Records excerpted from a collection

==================================================

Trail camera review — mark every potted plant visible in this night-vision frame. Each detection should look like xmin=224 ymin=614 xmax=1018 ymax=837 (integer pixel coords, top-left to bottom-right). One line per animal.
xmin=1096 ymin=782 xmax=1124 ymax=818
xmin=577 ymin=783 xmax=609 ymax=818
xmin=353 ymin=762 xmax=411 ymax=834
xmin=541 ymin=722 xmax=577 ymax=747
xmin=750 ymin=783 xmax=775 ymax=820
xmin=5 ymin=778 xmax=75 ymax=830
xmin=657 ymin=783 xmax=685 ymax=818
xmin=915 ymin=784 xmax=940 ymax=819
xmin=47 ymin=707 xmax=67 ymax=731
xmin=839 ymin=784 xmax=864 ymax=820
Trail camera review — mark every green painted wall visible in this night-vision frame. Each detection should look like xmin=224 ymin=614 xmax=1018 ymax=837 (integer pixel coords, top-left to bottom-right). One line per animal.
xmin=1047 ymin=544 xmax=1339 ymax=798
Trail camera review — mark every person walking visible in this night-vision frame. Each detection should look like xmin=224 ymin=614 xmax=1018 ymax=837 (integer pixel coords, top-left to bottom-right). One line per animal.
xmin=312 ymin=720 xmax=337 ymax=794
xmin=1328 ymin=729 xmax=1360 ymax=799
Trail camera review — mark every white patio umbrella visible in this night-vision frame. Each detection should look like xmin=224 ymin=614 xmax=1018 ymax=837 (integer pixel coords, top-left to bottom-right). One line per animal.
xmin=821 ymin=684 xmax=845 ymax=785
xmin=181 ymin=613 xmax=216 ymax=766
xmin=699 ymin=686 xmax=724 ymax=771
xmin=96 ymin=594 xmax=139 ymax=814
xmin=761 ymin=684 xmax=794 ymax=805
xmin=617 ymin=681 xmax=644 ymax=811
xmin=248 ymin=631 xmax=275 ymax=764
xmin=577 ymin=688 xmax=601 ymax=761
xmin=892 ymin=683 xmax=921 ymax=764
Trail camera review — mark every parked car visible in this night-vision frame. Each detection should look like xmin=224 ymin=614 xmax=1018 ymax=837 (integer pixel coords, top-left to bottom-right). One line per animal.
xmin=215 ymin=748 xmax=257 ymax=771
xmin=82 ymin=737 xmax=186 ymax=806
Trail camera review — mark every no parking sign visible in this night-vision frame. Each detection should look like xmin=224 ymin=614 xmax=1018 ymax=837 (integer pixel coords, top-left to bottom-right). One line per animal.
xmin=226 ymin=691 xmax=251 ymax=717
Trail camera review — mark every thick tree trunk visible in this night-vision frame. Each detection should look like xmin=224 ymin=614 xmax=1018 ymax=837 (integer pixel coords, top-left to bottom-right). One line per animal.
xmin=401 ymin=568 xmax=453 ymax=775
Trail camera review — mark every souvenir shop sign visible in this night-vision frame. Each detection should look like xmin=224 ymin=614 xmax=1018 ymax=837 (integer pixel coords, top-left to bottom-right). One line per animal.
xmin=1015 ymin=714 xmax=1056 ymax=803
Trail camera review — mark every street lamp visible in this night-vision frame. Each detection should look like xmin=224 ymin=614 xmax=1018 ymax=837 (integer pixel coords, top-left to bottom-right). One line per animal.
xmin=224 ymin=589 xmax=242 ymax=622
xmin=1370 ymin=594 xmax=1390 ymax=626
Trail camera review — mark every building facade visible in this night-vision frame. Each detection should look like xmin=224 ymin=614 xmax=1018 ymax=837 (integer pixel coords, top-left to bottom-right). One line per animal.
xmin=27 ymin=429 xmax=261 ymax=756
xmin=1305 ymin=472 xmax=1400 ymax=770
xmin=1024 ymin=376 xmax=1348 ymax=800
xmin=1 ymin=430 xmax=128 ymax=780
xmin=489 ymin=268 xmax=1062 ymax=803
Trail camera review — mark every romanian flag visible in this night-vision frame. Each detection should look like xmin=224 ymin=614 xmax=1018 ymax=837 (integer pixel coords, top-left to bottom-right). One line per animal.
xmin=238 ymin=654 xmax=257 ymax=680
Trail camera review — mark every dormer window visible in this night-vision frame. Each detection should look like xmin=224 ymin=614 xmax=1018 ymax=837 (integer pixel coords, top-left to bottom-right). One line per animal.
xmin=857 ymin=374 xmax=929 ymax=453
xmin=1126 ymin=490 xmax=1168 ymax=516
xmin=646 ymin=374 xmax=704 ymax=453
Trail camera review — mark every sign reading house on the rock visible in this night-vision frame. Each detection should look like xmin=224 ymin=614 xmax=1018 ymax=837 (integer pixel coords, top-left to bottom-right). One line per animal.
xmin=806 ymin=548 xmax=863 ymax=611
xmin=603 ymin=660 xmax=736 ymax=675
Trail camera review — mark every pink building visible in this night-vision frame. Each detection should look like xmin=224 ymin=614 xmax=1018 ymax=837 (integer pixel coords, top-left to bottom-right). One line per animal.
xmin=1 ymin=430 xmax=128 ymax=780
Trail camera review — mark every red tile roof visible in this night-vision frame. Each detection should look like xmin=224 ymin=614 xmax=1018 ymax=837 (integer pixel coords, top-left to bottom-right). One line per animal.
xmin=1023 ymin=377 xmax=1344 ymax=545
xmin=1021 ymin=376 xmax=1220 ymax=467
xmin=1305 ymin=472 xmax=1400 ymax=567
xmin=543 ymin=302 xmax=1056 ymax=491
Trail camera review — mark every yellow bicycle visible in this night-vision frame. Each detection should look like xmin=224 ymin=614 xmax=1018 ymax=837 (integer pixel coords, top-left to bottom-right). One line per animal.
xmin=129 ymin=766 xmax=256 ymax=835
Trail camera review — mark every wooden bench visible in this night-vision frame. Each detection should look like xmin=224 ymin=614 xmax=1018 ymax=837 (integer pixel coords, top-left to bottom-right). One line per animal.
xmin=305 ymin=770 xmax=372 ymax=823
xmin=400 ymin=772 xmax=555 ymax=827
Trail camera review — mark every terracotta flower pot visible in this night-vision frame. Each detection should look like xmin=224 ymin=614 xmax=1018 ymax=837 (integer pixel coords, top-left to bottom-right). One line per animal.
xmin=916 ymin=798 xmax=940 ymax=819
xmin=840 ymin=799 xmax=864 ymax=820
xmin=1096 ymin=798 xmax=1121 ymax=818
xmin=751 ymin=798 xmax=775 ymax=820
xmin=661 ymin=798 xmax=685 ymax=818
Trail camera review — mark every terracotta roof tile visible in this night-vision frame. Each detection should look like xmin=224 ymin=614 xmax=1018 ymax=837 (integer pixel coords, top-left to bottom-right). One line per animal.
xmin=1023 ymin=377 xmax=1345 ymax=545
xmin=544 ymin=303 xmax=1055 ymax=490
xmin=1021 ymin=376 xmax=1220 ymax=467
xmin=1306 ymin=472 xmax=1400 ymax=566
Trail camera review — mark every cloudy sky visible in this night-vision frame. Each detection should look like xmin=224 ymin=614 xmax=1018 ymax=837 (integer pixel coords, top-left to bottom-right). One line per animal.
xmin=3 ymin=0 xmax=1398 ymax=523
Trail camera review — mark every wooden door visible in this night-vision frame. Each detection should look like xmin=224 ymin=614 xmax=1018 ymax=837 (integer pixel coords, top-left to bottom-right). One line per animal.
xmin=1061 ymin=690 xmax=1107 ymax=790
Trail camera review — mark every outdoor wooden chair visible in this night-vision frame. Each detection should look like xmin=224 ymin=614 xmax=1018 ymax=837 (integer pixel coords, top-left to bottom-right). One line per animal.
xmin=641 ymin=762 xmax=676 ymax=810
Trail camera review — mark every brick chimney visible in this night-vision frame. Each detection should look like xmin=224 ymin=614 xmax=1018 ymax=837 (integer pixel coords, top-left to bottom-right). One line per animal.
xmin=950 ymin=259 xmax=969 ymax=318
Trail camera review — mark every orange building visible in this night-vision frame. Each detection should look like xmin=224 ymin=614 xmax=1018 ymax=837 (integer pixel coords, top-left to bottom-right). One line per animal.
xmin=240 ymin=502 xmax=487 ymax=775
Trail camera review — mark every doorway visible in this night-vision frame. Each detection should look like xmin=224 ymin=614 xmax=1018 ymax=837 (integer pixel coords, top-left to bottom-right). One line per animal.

==================================================

▶ **EXERCISE AIM**
Each line from the one with "Trail camera review — mark every brick" through the end of the entries above is to be returned word for word. Nothing else belongs in the answer.

▶ **ANSWER FOR THE TASK**
Trail camera review — mark every brick chimney visible in this night-vision frame. Each detection should look like xmin=224 ymin=614 xmax=1018 ymax=837 (integer pixel coords, top-left to bottom-right). One line per animal.
xmin=950 ymin=259 xmax=969 ymax=318
Trail camera review — mark every orange building visible in this night-vision frame. Each detection should look like xmin=224 ymin=614 xmax=1018 ymax=837 (integer pixel coords, top-left to bottom-right). One line per animal.
xmin=240 ymin=502 xmax=487 ymax=775
Trail camera review — mark every doorway visible in this night-vision frame. Each detection should look like xmin=224 ymin=614 xmax=1018 ymax=837 (integer pixel coords, top-left to bottom-right). One line per animal.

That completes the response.